═════ Fragmento del texto ═════

37. Es claro que, en el principio, antes de que el deseo de tener más de lo necesario hubiese alterado el valor intrínseco de las cosas, el cual sólo depende de su grado de utilidad para la vida de un hombre, y antes de que los hombres hubiesen acordado que una pequeña pieza de metal amarillo inoxidable e incorruptible tuviese el mismo valor que un gran trozo de carne o todo un montón de grano, los hombres podían apropiarse con derecho, mediante su trabajo, de tantas cosas naturales como fuesen capaces de usar; mas estas cosas no pudieron ser muchas, ni causaron perjuicio a nadie allí donde una cantidad igual fue dejada para uso de quienes estuvieron dispuestos a emplear el mismo trabajo. A lo cual me permito añadir que aquél que, mediante su propio esfuerzo, se apropia de una parcela de tierra, no sólo no disminuye la propiedad común de la humanidad, sino que la acrecienta; pues los frutos en beneficio de la vida humana que son producidos por un acre de tierra cultivada, resultan ser –sin exageración– diez veces más que los producidos por un acre de tierra igualmente fértil que no es aprovechado y continúa siendo terreno comunal. Por lo tanto, aquél que parcela una porción de tierra y mejora su vida, mediante el cultivo de diez acres, mucho más de lo que la mejoraría dejando cien acres en su estado natural, puede decirse que está dando noventa acres al género humano; y ello es así porque su trabajo está proporcionándole frutos sacados de una parcela de diez acres, en cantidad equivalente a la que produciría una tierra comunal de cien. Mas si digo que la productividad de la tierra cultivada es diez veces mayor que la de la no cultivada, la verdad es que estoy calculando muy por lo bajo; más acertado sería decir que la proporción se aproxima al ciento por uno. Pues habría que preguntarse si de verdad en las tierras salvajes de América que no han sido cultivadas y permanecen en su estado natural, sin ninguna mejora, labranza o cultivo, mil acres producen los mismos bienes utilizables para la vida, que los que producen diez acres de tierra igualmente fértil en el condado de Devonshire donde han sido cultivados.

═════ Filas de datos ═════

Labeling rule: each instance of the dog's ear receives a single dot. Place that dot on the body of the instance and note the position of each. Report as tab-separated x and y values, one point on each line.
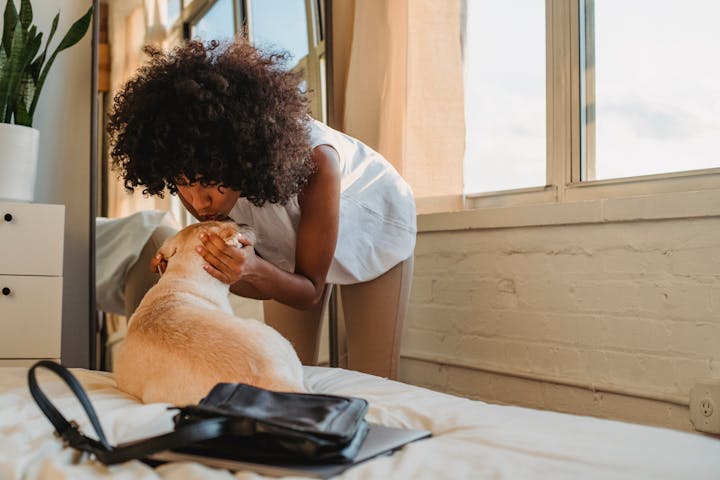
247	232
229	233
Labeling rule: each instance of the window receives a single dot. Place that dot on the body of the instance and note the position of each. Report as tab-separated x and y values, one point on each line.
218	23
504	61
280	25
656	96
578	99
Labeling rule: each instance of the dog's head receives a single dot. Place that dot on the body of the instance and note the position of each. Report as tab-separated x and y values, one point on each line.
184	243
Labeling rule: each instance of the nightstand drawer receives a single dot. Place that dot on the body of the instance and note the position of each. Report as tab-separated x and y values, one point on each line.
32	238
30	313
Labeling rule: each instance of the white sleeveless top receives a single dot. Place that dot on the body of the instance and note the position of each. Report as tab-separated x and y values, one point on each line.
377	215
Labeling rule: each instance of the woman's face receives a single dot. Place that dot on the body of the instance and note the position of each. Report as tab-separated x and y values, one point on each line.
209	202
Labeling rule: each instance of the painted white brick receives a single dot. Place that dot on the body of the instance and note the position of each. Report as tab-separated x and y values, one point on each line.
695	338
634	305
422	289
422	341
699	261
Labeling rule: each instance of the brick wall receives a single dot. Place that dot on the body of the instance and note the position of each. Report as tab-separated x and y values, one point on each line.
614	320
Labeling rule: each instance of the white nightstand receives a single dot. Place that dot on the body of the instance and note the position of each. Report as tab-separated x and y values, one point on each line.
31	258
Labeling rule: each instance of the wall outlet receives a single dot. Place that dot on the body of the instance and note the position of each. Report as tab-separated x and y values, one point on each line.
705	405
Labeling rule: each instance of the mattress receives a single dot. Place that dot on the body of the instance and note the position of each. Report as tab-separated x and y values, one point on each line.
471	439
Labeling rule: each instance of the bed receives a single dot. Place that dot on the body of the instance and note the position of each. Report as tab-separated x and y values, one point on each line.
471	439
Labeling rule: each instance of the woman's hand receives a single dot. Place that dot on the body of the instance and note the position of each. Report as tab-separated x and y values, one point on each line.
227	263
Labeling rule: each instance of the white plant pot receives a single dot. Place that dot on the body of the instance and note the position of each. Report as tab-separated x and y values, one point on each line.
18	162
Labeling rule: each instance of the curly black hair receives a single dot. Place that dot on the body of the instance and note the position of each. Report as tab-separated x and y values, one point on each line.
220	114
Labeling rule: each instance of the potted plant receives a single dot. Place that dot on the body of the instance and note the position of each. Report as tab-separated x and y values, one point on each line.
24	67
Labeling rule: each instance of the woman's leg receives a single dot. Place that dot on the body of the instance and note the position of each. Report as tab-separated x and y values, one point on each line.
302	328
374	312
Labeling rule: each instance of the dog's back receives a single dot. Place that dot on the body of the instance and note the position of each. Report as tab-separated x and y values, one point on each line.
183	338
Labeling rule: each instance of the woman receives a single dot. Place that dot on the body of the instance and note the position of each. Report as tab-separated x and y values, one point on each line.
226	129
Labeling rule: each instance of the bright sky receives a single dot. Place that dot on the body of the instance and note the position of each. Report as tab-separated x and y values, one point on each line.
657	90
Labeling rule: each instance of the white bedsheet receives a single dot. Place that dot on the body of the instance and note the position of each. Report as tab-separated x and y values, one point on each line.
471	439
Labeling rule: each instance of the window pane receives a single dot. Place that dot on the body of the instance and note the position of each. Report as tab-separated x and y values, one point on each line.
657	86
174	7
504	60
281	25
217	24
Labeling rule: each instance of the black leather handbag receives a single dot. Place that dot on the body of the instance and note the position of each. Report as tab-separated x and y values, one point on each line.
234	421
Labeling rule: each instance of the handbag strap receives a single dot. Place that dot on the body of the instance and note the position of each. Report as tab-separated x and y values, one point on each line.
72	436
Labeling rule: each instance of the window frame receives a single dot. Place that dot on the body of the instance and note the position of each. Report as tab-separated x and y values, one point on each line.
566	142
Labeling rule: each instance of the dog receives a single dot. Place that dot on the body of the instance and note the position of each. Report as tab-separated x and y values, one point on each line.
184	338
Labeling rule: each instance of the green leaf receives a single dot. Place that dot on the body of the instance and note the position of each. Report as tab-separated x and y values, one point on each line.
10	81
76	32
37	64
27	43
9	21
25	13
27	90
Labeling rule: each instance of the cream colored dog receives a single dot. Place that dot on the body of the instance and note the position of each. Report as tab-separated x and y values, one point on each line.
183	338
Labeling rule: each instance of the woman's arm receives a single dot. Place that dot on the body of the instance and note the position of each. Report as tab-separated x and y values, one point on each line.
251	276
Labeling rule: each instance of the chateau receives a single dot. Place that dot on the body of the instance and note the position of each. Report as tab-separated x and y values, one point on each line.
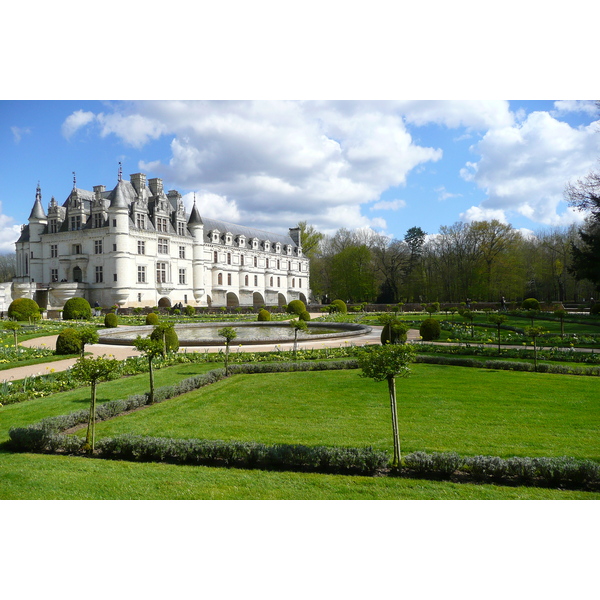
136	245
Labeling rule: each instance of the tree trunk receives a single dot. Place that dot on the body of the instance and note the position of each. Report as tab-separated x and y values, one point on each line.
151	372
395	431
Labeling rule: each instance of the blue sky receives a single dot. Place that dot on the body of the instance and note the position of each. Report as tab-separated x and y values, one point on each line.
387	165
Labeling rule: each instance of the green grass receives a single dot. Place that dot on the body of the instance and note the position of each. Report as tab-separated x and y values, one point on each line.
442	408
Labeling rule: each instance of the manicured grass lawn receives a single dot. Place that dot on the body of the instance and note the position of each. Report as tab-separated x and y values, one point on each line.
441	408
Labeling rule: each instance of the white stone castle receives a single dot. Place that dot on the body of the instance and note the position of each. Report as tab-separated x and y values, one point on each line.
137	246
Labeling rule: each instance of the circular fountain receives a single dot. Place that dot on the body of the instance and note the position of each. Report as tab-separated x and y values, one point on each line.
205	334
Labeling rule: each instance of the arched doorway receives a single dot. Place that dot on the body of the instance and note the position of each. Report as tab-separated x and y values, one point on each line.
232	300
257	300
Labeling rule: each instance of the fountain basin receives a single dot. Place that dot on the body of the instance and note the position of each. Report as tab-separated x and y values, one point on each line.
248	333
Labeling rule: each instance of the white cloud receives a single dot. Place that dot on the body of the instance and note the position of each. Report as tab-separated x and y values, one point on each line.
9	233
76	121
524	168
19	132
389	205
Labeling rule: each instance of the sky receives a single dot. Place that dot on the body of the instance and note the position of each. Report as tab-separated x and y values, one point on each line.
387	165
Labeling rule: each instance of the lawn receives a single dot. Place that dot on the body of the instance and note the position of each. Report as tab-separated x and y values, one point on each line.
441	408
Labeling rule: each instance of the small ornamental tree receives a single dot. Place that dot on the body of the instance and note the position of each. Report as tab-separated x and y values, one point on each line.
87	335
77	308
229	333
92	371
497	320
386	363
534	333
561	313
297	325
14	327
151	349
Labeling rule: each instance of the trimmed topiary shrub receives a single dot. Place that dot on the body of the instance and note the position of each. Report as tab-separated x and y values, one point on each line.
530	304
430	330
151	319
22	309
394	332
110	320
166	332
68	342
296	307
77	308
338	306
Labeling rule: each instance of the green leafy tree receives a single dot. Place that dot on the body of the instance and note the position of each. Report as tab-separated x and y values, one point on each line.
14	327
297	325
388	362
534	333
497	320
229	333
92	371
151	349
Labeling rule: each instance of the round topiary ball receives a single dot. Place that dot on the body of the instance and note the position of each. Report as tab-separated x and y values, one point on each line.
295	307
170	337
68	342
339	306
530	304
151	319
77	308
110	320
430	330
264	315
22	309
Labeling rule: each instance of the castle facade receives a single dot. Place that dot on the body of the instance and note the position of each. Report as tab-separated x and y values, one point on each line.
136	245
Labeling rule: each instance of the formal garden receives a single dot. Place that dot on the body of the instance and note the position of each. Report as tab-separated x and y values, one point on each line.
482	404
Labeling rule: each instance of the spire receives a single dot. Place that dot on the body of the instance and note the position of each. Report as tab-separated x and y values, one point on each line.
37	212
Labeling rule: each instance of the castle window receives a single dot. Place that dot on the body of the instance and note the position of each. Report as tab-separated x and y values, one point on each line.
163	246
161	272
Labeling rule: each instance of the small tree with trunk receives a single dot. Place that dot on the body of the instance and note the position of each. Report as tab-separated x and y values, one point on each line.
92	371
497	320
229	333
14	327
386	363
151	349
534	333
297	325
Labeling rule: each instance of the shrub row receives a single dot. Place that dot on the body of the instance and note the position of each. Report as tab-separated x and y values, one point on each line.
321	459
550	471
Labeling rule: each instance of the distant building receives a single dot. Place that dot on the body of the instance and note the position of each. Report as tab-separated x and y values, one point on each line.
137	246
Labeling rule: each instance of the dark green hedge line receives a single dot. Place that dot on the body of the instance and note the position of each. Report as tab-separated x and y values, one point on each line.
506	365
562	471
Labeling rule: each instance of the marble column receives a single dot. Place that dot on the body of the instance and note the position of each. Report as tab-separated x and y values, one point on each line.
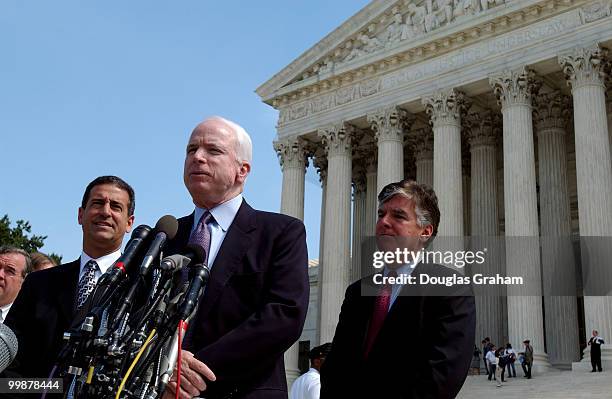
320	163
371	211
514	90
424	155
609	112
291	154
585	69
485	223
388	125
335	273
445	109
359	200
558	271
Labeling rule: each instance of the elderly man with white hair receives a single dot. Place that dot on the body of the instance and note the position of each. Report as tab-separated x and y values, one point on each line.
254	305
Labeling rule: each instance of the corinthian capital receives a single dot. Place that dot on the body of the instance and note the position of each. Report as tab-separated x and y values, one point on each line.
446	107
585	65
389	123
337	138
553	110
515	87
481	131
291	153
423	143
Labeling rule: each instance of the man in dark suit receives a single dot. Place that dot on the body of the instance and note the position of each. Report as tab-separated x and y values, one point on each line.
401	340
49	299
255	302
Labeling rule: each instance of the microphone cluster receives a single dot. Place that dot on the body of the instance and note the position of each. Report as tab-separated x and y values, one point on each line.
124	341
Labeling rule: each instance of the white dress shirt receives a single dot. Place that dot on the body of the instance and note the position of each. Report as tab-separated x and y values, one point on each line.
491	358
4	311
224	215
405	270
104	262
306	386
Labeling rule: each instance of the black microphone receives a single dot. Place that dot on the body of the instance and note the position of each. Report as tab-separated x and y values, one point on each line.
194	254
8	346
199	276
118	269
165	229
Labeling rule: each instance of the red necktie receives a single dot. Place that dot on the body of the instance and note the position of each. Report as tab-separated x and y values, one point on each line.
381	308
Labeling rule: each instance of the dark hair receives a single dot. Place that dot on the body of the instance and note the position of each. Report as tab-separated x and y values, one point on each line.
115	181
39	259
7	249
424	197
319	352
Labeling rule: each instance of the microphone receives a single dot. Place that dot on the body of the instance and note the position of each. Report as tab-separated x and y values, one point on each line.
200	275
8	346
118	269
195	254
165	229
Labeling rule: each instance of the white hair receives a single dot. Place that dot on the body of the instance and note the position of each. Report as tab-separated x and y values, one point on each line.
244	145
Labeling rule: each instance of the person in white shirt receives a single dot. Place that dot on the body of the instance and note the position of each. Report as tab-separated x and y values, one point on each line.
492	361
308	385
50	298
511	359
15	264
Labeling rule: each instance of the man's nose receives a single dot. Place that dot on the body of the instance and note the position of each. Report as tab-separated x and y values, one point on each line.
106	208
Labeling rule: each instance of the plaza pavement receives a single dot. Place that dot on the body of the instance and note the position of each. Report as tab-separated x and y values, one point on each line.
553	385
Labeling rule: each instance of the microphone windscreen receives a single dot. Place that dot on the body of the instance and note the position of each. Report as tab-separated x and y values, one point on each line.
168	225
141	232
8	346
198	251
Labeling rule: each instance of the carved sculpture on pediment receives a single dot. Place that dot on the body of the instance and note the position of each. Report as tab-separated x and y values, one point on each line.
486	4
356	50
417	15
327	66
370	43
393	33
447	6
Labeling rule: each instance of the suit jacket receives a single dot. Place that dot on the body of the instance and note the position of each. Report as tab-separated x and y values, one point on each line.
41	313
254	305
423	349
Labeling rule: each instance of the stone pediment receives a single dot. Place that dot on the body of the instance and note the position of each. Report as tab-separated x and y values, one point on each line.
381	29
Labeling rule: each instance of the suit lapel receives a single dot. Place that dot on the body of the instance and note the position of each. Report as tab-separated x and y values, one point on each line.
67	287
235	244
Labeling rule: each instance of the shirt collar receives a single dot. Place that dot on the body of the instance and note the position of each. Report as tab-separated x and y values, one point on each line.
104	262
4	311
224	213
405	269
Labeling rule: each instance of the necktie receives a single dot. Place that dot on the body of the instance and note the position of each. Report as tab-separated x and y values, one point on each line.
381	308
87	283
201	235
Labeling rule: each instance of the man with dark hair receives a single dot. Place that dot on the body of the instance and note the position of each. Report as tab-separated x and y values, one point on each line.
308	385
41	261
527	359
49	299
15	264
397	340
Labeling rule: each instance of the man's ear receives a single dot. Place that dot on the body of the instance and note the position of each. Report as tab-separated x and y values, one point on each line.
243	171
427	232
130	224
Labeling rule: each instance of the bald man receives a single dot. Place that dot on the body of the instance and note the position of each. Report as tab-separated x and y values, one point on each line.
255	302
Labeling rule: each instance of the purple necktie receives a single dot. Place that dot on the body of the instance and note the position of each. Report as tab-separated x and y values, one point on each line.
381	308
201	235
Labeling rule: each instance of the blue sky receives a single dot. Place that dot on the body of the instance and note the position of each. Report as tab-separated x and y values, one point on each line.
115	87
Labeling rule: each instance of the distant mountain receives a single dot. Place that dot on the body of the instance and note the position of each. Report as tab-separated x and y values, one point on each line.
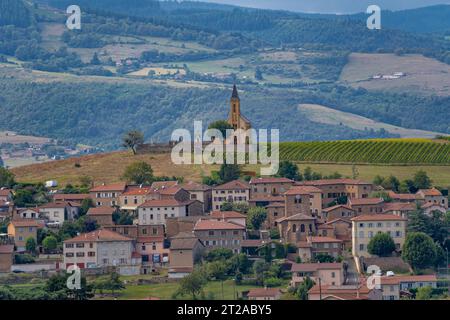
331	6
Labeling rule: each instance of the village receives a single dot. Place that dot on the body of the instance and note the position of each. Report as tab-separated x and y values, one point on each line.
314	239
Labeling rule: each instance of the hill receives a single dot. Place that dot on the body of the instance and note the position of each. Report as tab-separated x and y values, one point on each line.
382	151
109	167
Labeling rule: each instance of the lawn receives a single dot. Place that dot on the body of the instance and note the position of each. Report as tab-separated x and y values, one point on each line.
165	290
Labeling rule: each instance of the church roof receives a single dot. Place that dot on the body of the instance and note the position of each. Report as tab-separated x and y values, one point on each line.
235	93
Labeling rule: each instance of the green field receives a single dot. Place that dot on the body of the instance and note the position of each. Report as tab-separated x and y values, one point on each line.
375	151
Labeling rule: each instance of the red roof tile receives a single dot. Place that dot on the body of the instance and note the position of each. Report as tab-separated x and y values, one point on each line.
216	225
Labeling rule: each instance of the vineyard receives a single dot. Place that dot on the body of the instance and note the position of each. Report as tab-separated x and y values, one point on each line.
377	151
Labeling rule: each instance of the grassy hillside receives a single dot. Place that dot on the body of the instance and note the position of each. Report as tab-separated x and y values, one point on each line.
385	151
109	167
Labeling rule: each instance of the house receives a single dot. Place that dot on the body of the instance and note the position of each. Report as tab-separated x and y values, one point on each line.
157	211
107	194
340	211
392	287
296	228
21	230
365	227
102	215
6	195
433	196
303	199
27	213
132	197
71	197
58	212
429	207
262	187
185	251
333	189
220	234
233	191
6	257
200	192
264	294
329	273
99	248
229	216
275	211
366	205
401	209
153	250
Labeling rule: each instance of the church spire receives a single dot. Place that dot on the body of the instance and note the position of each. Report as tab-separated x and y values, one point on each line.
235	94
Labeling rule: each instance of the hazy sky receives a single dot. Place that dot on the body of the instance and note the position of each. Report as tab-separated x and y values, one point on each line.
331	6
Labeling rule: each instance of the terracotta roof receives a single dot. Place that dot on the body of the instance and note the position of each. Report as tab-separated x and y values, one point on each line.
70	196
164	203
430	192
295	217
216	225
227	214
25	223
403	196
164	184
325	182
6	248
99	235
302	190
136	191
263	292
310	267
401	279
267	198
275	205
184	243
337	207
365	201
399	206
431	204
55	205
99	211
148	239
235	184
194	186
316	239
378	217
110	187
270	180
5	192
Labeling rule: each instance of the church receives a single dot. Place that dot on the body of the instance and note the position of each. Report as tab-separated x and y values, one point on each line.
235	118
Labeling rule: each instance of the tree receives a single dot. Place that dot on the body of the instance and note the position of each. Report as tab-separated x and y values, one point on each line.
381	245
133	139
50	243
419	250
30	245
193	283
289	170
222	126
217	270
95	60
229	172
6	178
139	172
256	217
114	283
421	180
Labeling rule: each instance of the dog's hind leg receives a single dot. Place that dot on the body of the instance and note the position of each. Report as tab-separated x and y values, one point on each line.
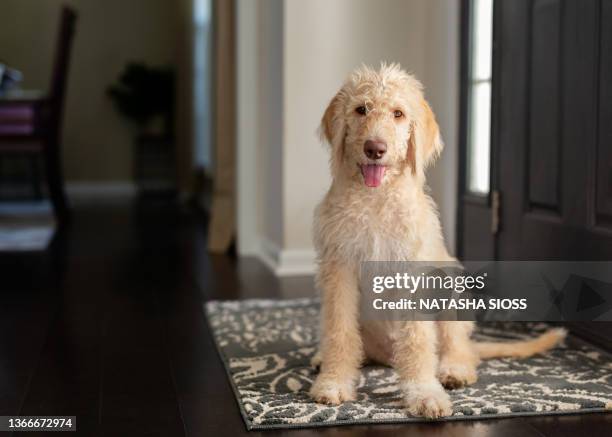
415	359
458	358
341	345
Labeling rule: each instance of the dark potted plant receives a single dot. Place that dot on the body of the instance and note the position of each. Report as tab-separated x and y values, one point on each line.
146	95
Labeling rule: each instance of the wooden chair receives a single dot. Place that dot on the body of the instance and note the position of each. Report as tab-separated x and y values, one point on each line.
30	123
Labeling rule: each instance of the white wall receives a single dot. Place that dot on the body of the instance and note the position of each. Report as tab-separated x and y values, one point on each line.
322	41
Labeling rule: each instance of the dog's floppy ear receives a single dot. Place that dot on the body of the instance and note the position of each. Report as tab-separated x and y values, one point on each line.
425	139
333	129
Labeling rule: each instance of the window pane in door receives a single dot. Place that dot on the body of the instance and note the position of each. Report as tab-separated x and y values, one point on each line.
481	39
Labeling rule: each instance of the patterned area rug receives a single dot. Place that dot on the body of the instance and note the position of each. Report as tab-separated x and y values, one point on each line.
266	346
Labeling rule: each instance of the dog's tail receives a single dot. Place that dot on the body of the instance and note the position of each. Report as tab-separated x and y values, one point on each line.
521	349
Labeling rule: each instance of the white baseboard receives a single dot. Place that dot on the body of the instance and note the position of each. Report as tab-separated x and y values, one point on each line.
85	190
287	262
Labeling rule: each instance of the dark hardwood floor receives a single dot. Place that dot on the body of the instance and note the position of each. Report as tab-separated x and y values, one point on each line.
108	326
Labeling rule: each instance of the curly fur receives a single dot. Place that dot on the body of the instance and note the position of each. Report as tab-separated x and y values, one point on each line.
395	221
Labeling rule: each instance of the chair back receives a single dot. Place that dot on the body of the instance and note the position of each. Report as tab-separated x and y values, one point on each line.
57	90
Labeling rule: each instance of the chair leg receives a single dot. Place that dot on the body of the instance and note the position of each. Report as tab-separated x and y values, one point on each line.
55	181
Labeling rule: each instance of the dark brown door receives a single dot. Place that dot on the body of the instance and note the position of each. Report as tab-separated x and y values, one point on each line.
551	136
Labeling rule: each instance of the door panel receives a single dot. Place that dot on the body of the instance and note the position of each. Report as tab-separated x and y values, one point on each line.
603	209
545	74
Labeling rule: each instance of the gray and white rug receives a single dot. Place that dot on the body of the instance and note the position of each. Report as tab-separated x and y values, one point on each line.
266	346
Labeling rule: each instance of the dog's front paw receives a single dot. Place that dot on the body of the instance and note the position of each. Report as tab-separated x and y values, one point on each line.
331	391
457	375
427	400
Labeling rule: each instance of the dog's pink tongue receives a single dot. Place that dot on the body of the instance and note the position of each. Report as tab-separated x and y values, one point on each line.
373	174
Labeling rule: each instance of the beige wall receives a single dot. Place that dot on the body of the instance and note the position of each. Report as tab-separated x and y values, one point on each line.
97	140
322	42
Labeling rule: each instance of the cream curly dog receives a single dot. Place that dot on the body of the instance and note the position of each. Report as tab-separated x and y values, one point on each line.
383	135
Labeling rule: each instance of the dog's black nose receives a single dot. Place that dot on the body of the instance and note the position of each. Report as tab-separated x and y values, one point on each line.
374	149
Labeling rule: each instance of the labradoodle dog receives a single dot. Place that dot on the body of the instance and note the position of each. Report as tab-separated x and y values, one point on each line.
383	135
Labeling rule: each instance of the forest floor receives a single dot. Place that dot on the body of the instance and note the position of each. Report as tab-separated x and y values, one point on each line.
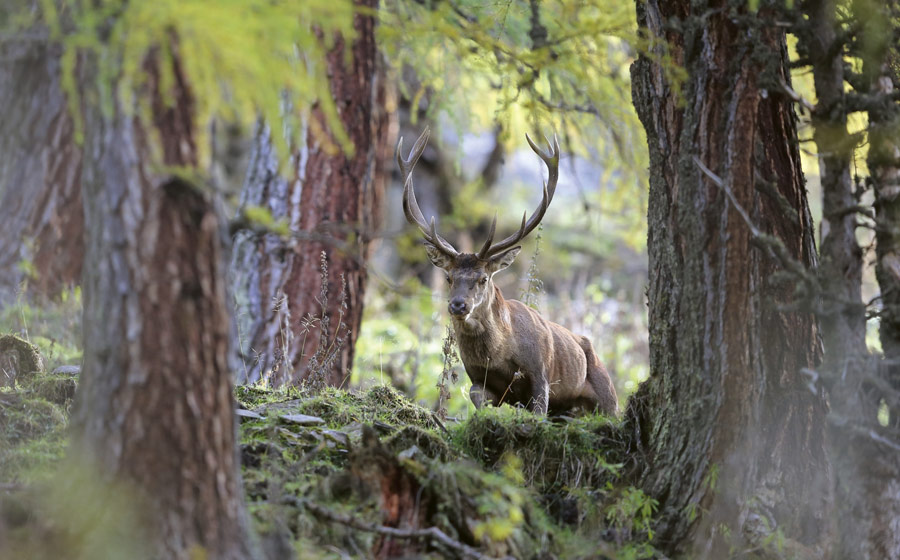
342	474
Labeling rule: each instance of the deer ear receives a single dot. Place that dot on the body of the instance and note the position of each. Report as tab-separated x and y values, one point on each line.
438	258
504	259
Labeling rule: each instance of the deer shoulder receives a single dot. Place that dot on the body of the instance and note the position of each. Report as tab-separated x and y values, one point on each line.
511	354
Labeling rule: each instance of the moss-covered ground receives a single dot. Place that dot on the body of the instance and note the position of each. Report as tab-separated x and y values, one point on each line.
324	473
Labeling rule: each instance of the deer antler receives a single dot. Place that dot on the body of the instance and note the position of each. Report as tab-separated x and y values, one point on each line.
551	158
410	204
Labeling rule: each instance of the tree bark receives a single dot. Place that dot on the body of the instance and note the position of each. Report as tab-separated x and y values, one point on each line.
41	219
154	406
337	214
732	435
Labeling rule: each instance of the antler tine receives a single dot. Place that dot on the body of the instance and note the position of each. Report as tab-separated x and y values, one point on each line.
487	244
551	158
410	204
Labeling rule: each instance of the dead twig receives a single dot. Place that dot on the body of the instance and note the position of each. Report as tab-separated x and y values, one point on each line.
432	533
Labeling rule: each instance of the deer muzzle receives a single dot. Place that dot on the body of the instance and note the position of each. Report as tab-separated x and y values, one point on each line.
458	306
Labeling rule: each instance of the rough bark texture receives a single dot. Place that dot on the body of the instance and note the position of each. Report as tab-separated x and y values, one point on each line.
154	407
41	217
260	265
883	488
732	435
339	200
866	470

═════

**Qué se pide:** Continúa el fragmento sobre la apropiación de la tierra mediante el trabajo a partir de su última oración.

**Resultado:**
Antes de apropiarse de la tierra, todo aquél que recogía tantos frutos silvestres como era capaz, y mataba, apresaba o domaba tantas bestias como le era posible; y todo aquél que empleaba su esfuerzo aplicándolo a los productos espontáneos de la naturaleza alterando el estado en el que la naturaleza los había dejado, adquiría así la propiedad de ellos. Pero si estos bienes perecían en su posesión sin que él hubiera hecho uso de ellos; es decir, si los frutos sacados de la tierra se corrompían, o si la carne de venado se echaba a perder antes de que él pudiera consumirla, ello constituía una ofensa contra la ley común de la naturaleza. Pues el hombre sólo tenía derecho a aquello que podía serle útil y beneficioso para su vida .
(Locke, J., Dos ensayos sobre el gobierno civil, tratado II, cap. V, sección 37, pág. 230)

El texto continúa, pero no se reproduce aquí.